__Exercise details__.
Return the lines that follow without changing anything in them.

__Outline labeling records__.

-- Begin --

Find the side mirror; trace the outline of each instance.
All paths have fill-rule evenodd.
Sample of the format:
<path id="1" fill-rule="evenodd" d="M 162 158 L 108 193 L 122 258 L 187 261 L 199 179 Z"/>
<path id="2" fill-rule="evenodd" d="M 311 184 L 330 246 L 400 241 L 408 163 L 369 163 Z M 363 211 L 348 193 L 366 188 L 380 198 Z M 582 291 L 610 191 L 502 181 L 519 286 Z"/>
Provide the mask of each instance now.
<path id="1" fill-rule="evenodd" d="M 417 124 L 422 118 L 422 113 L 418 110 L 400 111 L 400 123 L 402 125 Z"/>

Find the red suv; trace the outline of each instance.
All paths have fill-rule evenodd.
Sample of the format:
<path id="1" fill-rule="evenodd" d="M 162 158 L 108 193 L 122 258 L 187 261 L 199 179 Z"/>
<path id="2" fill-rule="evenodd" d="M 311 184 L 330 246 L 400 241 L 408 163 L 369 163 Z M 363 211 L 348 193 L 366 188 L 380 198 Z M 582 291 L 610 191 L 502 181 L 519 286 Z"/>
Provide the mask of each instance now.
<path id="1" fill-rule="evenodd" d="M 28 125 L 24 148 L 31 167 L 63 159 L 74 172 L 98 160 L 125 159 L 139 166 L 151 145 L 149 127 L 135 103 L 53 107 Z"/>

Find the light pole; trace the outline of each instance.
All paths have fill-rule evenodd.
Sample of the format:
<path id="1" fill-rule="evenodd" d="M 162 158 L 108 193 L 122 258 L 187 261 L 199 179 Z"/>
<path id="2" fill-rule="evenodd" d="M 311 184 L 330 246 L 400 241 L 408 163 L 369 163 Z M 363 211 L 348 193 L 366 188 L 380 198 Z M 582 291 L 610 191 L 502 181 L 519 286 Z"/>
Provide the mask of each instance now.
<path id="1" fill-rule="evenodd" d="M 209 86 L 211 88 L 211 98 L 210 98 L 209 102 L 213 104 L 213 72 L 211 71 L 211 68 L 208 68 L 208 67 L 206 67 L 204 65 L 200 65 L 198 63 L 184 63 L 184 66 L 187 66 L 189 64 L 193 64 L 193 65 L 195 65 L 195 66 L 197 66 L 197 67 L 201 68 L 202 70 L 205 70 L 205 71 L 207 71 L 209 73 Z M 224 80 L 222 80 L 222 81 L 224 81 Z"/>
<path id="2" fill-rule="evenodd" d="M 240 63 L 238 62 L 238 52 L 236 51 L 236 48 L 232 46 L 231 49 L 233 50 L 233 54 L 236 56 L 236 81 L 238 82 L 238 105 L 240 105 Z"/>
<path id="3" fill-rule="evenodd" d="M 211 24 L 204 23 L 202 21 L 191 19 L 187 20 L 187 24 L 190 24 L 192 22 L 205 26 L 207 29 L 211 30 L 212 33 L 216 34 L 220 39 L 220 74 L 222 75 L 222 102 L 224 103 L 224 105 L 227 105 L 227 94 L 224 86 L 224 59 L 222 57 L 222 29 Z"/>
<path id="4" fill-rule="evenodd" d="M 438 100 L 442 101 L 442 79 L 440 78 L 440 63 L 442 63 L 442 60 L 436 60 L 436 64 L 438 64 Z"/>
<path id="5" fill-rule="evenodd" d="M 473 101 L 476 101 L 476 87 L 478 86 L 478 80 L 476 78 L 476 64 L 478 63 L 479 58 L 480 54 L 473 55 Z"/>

-- End --

__Reply__.
Find the side mirror; trace the outline of each instance.
All paths have fill-rule evenodd.
Sample of the format:
<path id="1" fill-rule="evenodd" d="M 162 158 L 108 193 L 122 258 L 187 261 L 199 179 Z"/>
<path id="2" fill-rule="evenodd" d="M 311 184 L 330 246 L 400 241 L 408 163 L 369 163 Z M 363 211 L 348 193 L 366 188 L 380 198 Z M 582 291 L 610 191 L 502 181 L 519 286 Z"/>
Provide the mask of each instance now.
<path id="1" fill-rule="evenodd" d="M 417 124 L 422 118 L 422 113 L 418 110 L 400 111 L 400 123 L 402 125 Z"/>

Find the red suv; trace the outline of each instance.
All paths have fill-rule evenodd.
Sample of the format:
<path id="1" fill-rule="evenodd" d="M 162 158 L 108 193 L 122 258 L 187 261 L 199 179 Z"/>
<path id="2" fill-rule="evenodd" d="M 311 184 L 330 246 L 400 241 L 408 163 L 369 163 Z M 363 211 L 348 193 L 366 188 L 380 198 Z M 582 291 L 610 191 L 502 181 L 519 286 Z"/>
Provide the mask of each instance now.
<path id="1" fill-rule="evenodd" d="M 28 125 L 24 148 L 31 167 L 63 159 L 74 172 L 98 160 L 125 159 L 139 166 L 151 145 L 149 127 L 135 103 L 53 107 Z"/>

Find the light pole; trace the outline of each instance.
All paths have fill-rule evenodd.
Sample of the format:
<path id="1" fill-rule="evenodd" d="M 162 158 L 108 193 L 122 258 L 187 261 L 199 179 Z"/>
<path id="2" fill-rule="evenodd" d="M 311 184 L 330 246 L 400 241 L 408 163 L 369 163 Z M 363 211 L 348 193 L 366 188 L 380 198 Z M 582 291 L 610 191 L 502 181 L 519 286 Z"/>
Provide the mask of each instance now.
<path id="1" fill-rule="evenodd" d="M 209 86 L 211 88 L 211 98 L 210 98 L 209 102 L 213 104 L 213 72 L 211 71 L 211 68 L 208 68 L 208 67 L 206 67 L 204 65 L 200 65 L 198 63 L 184 63 L 184 66 L 187 66 L 189 64 L 193 64 L 193 65 L 195 65 L 195 66 L 197 66 L 197 67 L 201 68 L 202 70 L 205 70 L 205 71 L 207 71 L 209 73 Z M 224 80 L 222 80 L 222 81 L 224 81 Z"/>
<path id="2" fill-rule="evenodd" d="M 240 63 L 238 62 L 238 52 L 236 51 L 236 48 L 232 46 L 231 49 L 233 50 L 233 54 L 236 56 L 236 81 L 238 82 L 238 105 L 240 105 Z"/>
<path id="3" fill-rule="evenodd" d="M 211 24 L 204 23 L 202 21 L 191 19 L 187 20 L 187 24 L 190 24 L 192 22 L 205 26 L 207 29 L 211 30 L 212 33 L 216 34 L 220 39 L 220 74 L 222 75 L 222 102 L 224 103 L 224 105 L 227 105 L 227 94 L 224 86 L 224 59 L 222 57 L 222 29 Z"/>
<path id="4" fill-rule="evenodd" d="M 438 100 L 442 101 L 442 79 L 440 78 L 440 63 L 442 63 L 442 60 L 436 60 L 436 64 L 438 64 Z"/>
<path id="5" fill-rule="evenodd" d="M 473 101 L 476 101 L 476 87 L 478 86 L 478 80 L 476 78 L 476 64 L 478 63 L 479 58 L 480 54 L 473 55 Z"/>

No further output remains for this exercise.